Aluminium compounds must be listed as ingredients on the packaging of the cosmetic products.
Is there a connection between aluminium intake and Alzheimer's disease?
Various studies attempted to establish a connection between aluminium absorption and Alzheimer’s disease but found no clear evidence. According to current information, a connection is unlikely. However, a final assessment is not yet possible due to the inconsistent data situation.
Is there a connection between the use of antiperspirants that contain aluminium and breast cancer?
So far, it has not been possible to provide scientific evidence of a causal relationship between aluminium intake from antiperspirants and the development of breast cancer.
In studies with mice, no tumours were observed even when high doses of aluminium were used.
However, studies in breast cancer patients whose breast gland tissue and secretion had higher aluminium concentrations than healthy tissue or secretion from healthy women showed indications of a possible connection. However, it is unclear whether the increased aluminium concentration is the cause or consequence of the cancer. Concentrations of other metals such as iron, chromium and nickel were also increased.
An epidemiological study also found a correlation between the use of antiperspirants containing aluminium and breast cancer incidence. However, two other epidemiological studies did not find any such correlation.
^^^^
Task statement: Substitute "link" for "connection" and write out the passage on aluminum and health from "Various studies attempted" to "and breast cancer?".
^^^^
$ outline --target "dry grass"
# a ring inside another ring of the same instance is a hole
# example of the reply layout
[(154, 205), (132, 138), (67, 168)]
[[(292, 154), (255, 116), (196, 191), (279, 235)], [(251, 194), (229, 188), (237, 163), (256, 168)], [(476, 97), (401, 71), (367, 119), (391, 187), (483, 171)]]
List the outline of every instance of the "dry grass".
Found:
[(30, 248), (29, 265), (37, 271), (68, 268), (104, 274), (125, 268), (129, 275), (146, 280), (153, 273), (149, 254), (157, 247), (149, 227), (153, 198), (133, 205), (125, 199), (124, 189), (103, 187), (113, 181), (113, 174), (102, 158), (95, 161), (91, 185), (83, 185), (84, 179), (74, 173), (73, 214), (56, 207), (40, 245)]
^^^^
Reply to the task:
Various studies attempted to establish a link between aluminium absorption and Alzheimer’s disease but found no clear evidence. According to current information, a link is unlikely. However, a final assessment is not yet possible due to the inconsistent data situation.
Is there a link between the use of antiperspirants that contain aluminium and breast cancer?